-- Opening Marker --

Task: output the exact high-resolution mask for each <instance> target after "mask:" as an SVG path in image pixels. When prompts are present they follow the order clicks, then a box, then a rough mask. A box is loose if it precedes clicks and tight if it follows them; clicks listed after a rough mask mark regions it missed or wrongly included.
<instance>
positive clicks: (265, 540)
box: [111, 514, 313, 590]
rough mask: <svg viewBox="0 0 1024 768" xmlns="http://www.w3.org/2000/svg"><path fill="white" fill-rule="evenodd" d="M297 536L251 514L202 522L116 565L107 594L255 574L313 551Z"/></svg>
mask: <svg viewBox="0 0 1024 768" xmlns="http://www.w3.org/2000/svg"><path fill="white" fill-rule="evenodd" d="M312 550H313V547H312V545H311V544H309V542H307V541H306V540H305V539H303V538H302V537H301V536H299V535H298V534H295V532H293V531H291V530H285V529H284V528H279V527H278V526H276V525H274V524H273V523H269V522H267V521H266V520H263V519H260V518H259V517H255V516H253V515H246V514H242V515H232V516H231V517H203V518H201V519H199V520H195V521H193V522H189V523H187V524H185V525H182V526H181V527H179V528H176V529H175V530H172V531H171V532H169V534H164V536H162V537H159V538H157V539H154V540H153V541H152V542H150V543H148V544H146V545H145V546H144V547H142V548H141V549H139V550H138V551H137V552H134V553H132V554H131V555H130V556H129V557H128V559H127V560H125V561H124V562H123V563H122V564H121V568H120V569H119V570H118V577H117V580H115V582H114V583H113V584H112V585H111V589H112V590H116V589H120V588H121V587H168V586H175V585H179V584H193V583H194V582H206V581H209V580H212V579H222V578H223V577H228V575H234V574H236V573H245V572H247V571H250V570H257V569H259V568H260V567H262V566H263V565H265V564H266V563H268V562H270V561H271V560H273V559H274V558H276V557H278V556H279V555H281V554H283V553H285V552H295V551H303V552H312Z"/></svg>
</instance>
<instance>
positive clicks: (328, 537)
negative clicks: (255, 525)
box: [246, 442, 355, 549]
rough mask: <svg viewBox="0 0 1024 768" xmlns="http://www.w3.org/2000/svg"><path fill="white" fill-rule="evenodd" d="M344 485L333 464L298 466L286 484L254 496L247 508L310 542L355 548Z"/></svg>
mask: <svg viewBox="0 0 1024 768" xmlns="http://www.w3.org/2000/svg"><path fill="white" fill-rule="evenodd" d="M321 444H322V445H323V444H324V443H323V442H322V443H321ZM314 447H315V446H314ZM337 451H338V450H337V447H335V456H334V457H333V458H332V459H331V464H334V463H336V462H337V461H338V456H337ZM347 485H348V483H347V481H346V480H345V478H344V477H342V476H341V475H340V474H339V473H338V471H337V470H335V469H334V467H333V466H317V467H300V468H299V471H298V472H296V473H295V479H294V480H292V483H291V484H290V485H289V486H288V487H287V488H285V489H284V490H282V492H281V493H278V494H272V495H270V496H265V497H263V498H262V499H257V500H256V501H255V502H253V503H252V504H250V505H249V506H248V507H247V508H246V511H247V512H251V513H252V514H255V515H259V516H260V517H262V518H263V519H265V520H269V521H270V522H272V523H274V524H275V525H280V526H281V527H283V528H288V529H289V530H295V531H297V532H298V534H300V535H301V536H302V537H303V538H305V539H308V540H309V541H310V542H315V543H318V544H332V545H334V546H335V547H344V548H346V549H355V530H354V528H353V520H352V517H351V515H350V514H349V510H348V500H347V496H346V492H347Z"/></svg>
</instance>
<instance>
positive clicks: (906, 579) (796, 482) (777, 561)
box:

-- Closing Marker --

### EXERCISE INSTRUCTIONS
Give back the records word for word. Start at the first line, end at the line containing "box: [111, 514, 313, 590]", and include both.

### ANSWER TO THE PROBLEM
Task: output the exact high-resolution mask for each <instance> target after "mask:" as an SVG path in image pixels. When prompts are present they follow the order clicks, then a box, then a rough mask. A box is loose if it precedes clicks and tight if it follows them; clicks listed after a rough mask mark regions it missed or wrongly included.
<instance>
positive clicks: (265, 540)
box: [111, 514, 313, 590]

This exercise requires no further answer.